Greens want special committee for Dalli affair

Brussels, 09/01/2013 (Agence Europe) - On Wednesday 9 January, the Greens/EFA Group at the European Parliament called for a (temporary) special committee to be set up on ethics and transparency within the European Commission. The objective would be to throw light on the dismissal of John Dalli by European Commission President José Manuel Barroso. The decision on setting up such a special committee is due be taken by the conference of presidents of the political groups of the European Parliament, which will discuss the matter on Thursday 10 January.

It was after a complaint lodged at OLAF (the European Anti-Fraud Office) by the company Swedish Match on 21 May 2012 that John Dalli was forced to resign on 16 October (see EUROPE 10711). Swedish Match accused him of trying to obtain financial advantages in exchange for supporting the lifting of a ban on snus.

The Greens/EFA Group considers that the following elements are troubling: - OLAF's inquiry is a loaded inquiry based on the Swedish Match submission; - the five-day rule to enable Dalli to have access to the file was not respected (Dalli has never had access to the file and the OLAF supervisory committee has not had access to the file from the time it was sent to the Maltese authorities).

* **Given data**
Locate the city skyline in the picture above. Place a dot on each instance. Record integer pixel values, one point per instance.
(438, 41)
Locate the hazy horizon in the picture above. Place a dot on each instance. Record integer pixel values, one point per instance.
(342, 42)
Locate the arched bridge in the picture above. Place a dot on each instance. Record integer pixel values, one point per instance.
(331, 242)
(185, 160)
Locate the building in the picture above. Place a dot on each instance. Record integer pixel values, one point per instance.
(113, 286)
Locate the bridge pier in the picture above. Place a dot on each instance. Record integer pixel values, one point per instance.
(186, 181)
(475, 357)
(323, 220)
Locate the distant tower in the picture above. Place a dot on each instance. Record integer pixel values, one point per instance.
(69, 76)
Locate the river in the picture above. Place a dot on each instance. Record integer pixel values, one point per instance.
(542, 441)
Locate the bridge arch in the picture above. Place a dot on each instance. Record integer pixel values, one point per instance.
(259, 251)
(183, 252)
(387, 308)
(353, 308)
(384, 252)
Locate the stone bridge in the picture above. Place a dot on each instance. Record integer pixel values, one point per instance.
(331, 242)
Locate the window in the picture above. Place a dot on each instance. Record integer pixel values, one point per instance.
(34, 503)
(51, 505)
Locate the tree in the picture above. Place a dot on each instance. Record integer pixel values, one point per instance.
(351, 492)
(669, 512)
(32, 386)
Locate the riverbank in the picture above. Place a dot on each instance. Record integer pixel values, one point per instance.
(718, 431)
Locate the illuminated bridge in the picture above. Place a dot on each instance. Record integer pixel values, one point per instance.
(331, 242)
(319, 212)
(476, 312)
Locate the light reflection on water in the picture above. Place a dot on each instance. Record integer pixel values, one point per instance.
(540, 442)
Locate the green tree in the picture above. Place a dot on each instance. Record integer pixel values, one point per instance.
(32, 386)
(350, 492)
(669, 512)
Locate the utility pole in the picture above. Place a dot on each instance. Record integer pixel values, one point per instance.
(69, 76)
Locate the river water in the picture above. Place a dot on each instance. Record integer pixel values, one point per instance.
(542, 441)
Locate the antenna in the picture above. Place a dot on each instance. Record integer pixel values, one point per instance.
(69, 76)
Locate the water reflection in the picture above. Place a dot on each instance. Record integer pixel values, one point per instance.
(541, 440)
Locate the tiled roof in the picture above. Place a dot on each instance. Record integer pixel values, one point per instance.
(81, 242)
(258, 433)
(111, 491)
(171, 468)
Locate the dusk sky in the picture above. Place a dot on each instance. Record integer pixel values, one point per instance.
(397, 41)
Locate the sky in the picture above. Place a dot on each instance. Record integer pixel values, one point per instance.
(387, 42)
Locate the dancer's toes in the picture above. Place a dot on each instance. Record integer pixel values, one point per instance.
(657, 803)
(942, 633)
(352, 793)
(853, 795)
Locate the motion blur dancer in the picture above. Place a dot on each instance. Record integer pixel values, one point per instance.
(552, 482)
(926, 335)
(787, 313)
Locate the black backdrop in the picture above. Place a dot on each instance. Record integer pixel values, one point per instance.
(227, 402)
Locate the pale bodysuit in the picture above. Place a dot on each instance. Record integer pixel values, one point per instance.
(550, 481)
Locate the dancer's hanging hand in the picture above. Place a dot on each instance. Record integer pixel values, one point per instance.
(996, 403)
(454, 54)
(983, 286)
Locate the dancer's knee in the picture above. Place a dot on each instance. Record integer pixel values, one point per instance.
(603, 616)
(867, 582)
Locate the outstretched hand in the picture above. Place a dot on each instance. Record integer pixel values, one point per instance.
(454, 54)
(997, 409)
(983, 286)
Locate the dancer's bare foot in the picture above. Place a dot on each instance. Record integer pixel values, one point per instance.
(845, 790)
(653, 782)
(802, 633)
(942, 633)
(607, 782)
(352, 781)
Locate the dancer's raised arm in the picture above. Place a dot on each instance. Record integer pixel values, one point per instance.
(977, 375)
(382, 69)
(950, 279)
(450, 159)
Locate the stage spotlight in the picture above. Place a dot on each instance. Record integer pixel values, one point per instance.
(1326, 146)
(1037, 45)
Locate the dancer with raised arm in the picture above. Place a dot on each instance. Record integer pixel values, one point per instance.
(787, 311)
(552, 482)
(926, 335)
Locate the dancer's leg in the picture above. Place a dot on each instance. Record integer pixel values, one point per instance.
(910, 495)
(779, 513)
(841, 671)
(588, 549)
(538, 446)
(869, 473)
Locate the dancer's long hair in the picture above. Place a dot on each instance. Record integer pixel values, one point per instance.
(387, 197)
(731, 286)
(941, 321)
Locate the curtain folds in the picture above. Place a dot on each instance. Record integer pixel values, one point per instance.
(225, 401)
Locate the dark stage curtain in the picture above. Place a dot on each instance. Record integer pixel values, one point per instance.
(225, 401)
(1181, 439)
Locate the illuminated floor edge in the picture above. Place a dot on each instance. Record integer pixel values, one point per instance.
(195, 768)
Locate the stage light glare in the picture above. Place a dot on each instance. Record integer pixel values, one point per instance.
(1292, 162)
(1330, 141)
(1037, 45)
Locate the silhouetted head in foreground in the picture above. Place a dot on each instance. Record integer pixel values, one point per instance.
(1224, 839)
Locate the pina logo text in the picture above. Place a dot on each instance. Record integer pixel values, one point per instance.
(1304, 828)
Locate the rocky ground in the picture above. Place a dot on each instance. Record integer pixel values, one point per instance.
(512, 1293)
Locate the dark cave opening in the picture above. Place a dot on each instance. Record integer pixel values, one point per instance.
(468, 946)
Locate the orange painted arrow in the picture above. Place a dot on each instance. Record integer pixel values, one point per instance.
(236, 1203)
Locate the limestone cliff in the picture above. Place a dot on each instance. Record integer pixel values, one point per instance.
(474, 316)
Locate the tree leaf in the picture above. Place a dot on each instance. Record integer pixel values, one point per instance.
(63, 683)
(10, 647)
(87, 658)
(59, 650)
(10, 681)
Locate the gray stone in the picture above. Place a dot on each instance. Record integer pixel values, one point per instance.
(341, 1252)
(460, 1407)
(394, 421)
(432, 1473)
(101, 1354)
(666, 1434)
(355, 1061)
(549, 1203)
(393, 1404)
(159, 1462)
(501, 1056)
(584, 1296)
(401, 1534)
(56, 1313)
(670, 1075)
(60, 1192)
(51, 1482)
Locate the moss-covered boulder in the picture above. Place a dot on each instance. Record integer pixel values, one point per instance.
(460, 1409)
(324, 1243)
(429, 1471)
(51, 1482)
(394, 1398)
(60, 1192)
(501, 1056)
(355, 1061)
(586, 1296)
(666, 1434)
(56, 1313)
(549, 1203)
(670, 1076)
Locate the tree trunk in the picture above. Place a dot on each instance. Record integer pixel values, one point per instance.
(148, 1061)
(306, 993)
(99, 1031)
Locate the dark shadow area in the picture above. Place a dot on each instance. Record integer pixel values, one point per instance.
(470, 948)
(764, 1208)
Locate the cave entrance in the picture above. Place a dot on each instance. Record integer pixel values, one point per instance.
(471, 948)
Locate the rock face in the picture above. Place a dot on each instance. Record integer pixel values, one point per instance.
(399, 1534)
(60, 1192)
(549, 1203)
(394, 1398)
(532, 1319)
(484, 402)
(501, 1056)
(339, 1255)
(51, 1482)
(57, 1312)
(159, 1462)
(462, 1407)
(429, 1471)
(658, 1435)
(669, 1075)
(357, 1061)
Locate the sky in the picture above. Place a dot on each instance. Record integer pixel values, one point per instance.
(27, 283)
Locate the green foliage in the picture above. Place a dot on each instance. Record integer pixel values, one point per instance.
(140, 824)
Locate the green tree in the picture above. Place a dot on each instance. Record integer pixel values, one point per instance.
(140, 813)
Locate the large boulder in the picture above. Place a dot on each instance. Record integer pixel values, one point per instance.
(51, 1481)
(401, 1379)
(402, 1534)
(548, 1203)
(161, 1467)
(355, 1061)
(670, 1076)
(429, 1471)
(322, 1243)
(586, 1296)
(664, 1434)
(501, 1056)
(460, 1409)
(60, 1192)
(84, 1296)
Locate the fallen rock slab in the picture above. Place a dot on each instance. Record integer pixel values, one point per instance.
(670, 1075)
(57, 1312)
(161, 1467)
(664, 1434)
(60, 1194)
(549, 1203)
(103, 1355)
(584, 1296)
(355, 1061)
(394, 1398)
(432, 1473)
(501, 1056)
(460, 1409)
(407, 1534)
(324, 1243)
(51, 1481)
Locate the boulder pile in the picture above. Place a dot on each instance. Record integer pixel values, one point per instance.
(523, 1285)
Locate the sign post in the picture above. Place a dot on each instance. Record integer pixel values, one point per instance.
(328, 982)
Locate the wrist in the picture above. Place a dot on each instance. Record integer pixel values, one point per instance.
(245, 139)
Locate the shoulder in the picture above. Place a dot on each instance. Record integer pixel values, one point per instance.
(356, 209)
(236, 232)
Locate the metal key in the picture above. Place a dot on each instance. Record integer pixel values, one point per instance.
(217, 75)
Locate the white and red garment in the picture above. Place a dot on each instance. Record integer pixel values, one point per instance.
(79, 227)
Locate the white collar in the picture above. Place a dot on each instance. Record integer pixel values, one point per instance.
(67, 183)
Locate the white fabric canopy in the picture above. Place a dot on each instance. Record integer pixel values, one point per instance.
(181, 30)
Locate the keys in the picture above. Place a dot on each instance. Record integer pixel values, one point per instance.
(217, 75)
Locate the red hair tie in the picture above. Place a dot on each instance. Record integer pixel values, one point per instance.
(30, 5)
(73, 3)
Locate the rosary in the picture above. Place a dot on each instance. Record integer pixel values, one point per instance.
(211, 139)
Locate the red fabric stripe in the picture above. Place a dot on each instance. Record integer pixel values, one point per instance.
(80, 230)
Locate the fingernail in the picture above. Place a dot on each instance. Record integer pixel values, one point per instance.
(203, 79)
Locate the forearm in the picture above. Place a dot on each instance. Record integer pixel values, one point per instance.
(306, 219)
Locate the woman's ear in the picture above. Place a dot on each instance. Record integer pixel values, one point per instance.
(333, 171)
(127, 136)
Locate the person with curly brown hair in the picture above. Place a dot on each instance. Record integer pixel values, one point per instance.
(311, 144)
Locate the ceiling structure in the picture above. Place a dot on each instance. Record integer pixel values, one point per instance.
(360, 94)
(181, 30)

* **Exercise goal**
Return the passage from the article on the Dalli affair, word for word, starting with "It was after" and going on through "ban on snus.".

* **Written reply**
It was after a complaint lodged at OLAF (the European Anti-Fraud Office) by the company Swedish Match on 21 May 2012 that John Dalli was forced to resign on 16 October (see EUROPE 10711). Swedish Match accused him of trying to obtain financial advantages in exchange for supporting the lifting of a ban on snus.